* **O problema**
Liste todas as linhas dos dados que contêm a palavra "blue", levando em conta a diferença entre maiúsculas e minúsculas.

* **Conjunto de dados**
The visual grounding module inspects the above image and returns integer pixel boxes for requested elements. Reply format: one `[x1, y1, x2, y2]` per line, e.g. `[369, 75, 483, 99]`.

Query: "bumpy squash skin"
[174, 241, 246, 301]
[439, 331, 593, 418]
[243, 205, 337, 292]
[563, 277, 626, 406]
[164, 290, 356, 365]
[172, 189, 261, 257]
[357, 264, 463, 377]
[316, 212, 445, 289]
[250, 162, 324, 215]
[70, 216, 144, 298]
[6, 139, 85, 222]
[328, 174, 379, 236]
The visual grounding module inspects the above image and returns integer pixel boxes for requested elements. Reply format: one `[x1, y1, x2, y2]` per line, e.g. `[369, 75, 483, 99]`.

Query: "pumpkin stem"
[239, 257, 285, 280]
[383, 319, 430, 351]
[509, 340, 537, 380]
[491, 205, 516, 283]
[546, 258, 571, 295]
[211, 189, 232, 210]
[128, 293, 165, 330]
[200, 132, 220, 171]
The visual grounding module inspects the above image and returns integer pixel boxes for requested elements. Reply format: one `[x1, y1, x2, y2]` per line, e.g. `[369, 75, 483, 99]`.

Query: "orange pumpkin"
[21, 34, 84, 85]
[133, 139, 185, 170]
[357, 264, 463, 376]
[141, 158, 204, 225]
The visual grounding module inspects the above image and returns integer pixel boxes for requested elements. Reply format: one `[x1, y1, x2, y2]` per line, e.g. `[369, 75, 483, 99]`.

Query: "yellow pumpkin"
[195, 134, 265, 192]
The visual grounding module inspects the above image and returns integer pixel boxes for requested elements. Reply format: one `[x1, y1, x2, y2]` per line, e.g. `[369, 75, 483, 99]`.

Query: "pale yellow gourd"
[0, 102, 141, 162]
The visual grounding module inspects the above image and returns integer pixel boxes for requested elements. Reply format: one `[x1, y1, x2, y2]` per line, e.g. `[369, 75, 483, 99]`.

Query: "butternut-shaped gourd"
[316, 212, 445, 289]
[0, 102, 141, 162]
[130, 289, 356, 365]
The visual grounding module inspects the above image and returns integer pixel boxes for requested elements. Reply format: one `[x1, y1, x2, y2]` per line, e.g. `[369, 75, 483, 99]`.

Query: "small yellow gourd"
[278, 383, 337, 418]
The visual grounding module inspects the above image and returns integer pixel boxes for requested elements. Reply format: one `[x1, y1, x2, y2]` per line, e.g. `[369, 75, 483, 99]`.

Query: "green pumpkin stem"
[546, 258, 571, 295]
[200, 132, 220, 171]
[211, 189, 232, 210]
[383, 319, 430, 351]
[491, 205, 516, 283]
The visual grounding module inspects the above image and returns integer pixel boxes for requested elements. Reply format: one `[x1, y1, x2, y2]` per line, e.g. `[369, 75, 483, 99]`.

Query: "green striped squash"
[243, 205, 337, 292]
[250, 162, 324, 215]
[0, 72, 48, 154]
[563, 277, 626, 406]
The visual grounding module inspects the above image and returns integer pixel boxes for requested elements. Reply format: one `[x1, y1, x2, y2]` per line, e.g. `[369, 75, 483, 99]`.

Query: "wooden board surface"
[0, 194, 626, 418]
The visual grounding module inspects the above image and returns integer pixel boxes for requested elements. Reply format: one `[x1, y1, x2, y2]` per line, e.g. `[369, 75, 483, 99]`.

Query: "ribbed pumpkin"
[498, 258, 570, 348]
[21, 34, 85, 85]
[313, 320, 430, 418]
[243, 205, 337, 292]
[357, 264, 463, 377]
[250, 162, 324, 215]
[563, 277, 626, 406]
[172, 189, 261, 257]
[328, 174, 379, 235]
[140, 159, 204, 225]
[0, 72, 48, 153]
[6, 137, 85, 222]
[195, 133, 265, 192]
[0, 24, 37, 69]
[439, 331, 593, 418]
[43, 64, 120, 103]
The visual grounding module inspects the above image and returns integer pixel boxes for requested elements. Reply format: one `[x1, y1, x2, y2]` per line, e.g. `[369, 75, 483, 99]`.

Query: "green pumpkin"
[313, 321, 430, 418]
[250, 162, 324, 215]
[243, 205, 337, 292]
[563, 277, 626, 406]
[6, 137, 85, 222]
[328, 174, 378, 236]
---
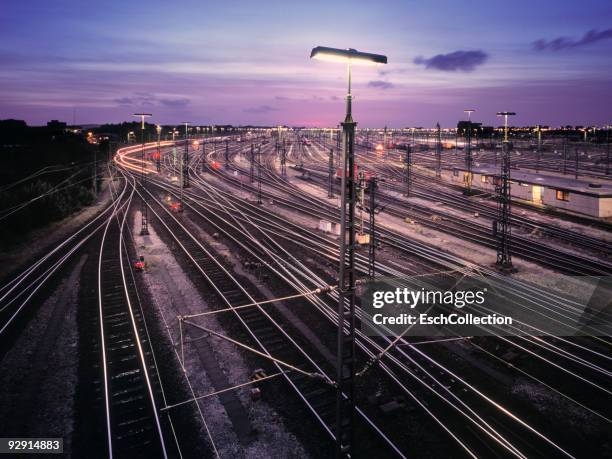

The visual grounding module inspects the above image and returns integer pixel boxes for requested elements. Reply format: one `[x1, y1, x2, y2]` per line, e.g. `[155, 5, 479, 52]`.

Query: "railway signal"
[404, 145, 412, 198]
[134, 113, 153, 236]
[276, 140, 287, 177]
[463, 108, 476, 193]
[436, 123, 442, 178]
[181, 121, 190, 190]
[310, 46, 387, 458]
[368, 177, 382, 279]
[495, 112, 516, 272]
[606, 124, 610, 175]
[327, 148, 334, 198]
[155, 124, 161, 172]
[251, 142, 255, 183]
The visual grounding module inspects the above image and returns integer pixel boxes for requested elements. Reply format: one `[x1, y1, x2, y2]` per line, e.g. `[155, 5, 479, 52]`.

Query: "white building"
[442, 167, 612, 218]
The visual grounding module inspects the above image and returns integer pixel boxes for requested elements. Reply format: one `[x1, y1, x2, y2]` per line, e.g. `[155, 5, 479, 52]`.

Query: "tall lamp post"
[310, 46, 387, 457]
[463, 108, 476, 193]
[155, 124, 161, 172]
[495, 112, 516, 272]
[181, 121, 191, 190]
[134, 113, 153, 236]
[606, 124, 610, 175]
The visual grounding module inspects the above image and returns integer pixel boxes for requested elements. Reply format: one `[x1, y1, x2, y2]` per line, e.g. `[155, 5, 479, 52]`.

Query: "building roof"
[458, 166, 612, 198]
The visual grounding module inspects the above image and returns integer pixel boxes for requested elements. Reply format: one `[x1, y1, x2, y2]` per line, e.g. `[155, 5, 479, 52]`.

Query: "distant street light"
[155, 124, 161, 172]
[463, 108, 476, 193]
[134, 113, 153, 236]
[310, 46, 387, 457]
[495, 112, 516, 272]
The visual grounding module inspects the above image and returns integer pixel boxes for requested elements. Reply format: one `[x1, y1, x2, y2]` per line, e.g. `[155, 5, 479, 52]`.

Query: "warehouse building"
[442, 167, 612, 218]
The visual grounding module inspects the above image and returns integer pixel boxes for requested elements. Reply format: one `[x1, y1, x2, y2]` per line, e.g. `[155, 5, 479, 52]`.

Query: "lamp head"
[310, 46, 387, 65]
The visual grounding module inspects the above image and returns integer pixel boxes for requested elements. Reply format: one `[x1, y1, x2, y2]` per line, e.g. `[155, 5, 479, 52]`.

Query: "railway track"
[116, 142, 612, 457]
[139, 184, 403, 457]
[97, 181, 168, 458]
...
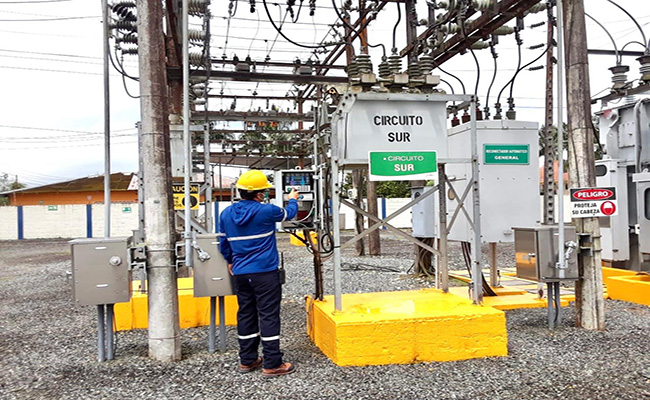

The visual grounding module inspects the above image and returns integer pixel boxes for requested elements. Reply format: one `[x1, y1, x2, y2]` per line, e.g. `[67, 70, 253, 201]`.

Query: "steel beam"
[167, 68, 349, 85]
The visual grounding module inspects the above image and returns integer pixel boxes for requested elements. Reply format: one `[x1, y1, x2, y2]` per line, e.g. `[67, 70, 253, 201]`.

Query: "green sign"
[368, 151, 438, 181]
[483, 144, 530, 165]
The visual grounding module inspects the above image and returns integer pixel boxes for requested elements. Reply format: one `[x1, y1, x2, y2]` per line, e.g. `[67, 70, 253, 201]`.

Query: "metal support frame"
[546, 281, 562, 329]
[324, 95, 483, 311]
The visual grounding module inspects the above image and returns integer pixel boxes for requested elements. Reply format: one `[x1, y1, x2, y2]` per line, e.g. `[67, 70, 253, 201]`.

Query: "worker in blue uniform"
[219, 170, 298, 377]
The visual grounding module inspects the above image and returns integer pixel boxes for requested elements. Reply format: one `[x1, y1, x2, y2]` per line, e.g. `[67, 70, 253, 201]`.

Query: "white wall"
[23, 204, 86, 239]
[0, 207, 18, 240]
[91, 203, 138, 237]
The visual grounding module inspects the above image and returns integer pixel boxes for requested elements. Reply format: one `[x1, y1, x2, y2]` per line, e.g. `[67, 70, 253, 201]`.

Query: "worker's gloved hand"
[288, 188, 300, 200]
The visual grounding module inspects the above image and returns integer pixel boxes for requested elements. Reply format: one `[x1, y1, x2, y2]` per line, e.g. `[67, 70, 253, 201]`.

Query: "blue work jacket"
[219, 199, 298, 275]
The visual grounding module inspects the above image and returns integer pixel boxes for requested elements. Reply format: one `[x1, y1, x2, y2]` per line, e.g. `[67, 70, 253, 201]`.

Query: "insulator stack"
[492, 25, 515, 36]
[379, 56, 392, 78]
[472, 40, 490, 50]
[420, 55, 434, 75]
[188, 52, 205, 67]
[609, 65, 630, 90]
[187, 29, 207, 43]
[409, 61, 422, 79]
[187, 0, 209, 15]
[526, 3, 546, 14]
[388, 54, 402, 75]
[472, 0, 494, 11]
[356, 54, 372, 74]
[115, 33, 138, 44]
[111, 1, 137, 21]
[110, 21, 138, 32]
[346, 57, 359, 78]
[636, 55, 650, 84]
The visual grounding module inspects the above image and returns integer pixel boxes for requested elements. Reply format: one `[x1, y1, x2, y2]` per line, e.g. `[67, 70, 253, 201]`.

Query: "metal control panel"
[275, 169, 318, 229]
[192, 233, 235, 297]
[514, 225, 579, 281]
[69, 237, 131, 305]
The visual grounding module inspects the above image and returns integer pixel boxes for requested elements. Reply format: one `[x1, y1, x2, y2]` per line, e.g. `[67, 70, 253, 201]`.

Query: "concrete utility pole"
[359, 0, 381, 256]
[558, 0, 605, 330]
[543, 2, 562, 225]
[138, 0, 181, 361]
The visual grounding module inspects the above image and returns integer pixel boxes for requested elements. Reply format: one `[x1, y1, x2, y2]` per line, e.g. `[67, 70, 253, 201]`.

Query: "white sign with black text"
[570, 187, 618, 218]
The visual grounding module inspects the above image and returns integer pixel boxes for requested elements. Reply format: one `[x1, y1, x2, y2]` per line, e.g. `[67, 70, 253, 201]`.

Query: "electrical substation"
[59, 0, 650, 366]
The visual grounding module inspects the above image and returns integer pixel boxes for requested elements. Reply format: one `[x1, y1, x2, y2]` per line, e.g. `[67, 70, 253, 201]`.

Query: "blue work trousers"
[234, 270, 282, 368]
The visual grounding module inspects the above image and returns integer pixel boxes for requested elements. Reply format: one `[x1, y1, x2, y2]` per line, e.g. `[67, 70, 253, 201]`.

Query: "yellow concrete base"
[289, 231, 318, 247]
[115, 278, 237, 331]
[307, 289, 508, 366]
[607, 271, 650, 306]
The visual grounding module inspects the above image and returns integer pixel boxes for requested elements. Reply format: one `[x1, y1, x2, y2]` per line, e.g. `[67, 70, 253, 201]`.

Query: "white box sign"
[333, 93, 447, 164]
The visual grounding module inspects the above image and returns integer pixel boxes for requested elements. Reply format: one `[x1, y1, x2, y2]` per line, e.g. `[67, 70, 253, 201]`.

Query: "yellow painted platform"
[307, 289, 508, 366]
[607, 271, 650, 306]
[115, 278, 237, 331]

* **Resultado do exercício**
Query: "worker in blue uniform"
Query: "blue work jacket"
Query: "blue work trousers"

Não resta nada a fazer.